ACTIVITY >>
Below are entries. Pull out all lines containing "sanook".

Data excerpts:
##########

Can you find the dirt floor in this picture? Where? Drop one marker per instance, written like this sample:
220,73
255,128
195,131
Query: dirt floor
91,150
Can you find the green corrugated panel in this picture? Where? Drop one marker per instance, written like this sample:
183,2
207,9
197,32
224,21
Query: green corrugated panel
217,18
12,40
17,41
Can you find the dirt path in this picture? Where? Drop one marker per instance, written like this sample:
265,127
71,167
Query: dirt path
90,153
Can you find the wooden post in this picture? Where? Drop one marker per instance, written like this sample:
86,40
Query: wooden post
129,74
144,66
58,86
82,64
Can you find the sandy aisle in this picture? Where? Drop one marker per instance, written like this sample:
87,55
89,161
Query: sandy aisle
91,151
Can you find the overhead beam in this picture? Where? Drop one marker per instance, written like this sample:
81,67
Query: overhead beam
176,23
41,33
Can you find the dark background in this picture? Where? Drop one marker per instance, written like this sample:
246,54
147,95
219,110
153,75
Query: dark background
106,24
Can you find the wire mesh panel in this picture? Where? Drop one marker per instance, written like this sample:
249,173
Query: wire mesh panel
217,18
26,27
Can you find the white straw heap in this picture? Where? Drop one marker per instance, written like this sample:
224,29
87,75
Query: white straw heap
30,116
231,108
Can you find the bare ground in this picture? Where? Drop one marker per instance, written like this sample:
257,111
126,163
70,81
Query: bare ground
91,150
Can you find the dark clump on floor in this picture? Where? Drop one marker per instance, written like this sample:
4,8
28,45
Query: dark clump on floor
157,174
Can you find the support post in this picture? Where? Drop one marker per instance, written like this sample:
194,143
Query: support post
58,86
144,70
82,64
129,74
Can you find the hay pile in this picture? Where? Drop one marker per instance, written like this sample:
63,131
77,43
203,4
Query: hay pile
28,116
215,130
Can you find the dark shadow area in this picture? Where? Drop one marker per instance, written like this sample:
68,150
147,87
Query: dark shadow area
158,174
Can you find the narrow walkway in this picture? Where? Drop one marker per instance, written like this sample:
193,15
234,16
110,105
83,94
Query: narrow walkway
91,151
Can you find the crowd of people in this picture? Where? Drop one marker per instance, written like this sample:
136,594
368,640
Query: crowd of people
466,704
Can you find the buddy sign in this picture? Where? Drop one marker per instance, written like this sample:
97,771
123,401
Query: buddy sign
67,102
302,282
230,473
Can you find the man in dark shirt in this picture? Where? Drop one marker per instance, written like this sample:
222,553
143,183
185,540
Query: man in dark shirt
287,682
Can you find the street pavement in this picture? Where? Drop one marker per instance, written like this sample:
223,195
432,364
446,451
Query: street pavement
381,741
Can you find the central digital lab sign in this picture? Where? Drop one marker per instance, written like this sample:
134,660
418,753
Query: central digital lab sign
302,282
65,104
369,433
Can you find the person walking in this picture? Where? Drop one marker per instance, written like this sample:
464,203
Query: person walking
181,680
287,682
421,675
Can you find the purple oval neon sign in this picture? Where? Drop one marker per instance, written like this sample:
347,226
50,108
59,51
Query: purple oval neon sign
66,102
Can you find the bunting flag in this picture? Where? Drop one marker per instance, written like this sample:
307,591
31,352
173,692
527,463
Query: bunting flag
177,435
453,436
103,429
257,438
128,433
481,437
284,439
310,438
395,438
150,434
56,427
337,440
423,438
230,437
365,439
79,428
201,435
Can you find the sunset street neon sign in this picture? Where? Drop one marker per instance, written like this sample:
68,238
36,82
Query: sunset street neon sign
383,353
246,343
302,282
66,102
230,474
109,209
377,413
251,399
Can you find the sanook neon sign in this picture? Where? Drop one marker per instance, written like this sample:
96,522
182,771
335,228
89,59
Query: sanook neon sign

##########

ANSWER TO THIS EXERCISE >>
Can you find the sanook neon sign in this picture? Where? Drop one marker per instance, written like this sample:
Query: sanook neon sign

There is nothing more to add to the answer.